Texto proporcionado>
· · · · · · ·

Abrir caminos es una de las actividades más definitorias de la condición humana. Cada vez que alguien se atreve a poner un pie detrás de otro por un terreno inexplorado, convierte lo extraño en civilización. Transforma el territorio en mapa. Aunque no sepa exactamente a dónde dirigirse; aunque no tenga la certeza de que llegará a algún lugar, físico o imaginario. Quizá ese atrevimiento tan humano fue el que puso Frank Herbert en boca de Paul Atreides cuando escribió Dune en 1956: "Un camino que se recorre con precisión hasta su final, desemboca, precisamente, en ninguna parte".
Quizá también por eso, existiendo cientos, miles de caminos que cruzan España y llegan a muchas partes, no se sabe con seguridad dónde termina el más transitado. Corre por el norte de la Península Ibérica y hay quien dice que su final está en la tumba del apóstol, mientras que otros afirman que no acaba hasta que acaba la tierra y comienza el océano en Fisterra. En el fin de la tierra. Y sin embargo, el camino de Santiago solo es el dibujo en el cielo de la sección transversal de nuestra galaxia. Trescientos millones de soles que arrojan su luz sobre la ciudad que los romanos denominaron el campo de estrellas. Campus stellae. Compostela.
Los que vienen desde Francia sostienen que el Camino confluye en una colina al noreste de Santiago de Compostela, en el límite de la ciudad nueva. Desde allí se ve, al fin, la Catedral y el casco histórico. Solo queda bajar por el Parque de Bonaval. Para atravesar el parque hay otro camino que desciende por laderas de hierba fresca y verde, por terrazas como las de los antiguos huertos gallegos, entre el renovado cementerio hasta el convento de San Domingos de Bonaval. Casi al final del parque, cuando ya solo queda un árbol y un fragmento de baldosas, pisamos una placa metálica escrita con una fecha y dos nombre: "1994. Isabel Aguirre y Álvaro Siza".
Vista exterior del CGAC. Mark Ritchie, cortesía del CGAC
Fueron la paisajista coruñesa y el arquitecto portuense quienes rehabilitaron la antigua finca perteneciente a los dominicos. No quisieron que su nombre se impusiera al terreno ni a la obra ni al parque ni mucho menos edificio de San Domingos. Por eso apenas figuran en una chapa prácticamente oculta. Al otro lado, la callejuela entre el convento y el Centro Galego de Arte Contemporánea funciona como un intersticio junto al nuevo museo y el edificio Barroco. Allí comienza el camino al final del Camino.
Si Bruno Zevi decía que la arquitectura es el espacio recorrido en el tiempo, entonces, el Centro Galego de Arte Contemporánea son cien arquitecturas, porque son cien recorridos que en realidad son uno solo. Un camino al final del camino.

· · · · · · ·

Tareas pendientes>
[1] Reproduce sin alteraciones el fragmento del texto proporcionado comprendido entre "Si Bruno Zevi" y "Un camino al final del camino.", ambos incluidos.
[2] Traduce al inglés esta oración del texto proporcionado: "Fueron la paisajista coruñesa y el arquitecto portuense quienes rehabilitaron la antigua finca perteneciente a los dominicos."
[3] Contesta estas preguntas con datos del texto proporcionado:
(a) ¿En qué año escribió Frank Herbert Dune?
(b) ¿Cómo denominaron los romanos a la ciudad?
(c) ¿Qué dos nombres aparecen en la placa metálica del Parque de Bonaval?

Datos proporcionados>
· · · · · · ·

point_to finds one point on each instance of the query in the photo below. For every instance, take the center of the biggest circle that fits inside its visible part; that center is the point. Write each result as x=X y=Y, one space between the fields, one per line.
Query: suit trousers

· · · · · · ·

Respuestas completas>
[1]
Si Bruno Zevi decía que la arquitectura es el espacio recorrido en el tiempo, entonces, el Centro Galego de Arte Contemporánea son cien arquitecturas, porque son cien recorridos que en realidad son uno solo. Un camino al final del camino.

[2] It was the landscape architect from A Coruña and the architect from Porto who restored the former estate that belonged to the Dominicans.

[3]
(a) En 1956.
(b) El campo de estrellas, Campus stellae.
(c) Isabel Aguirre y Álvaro Siza.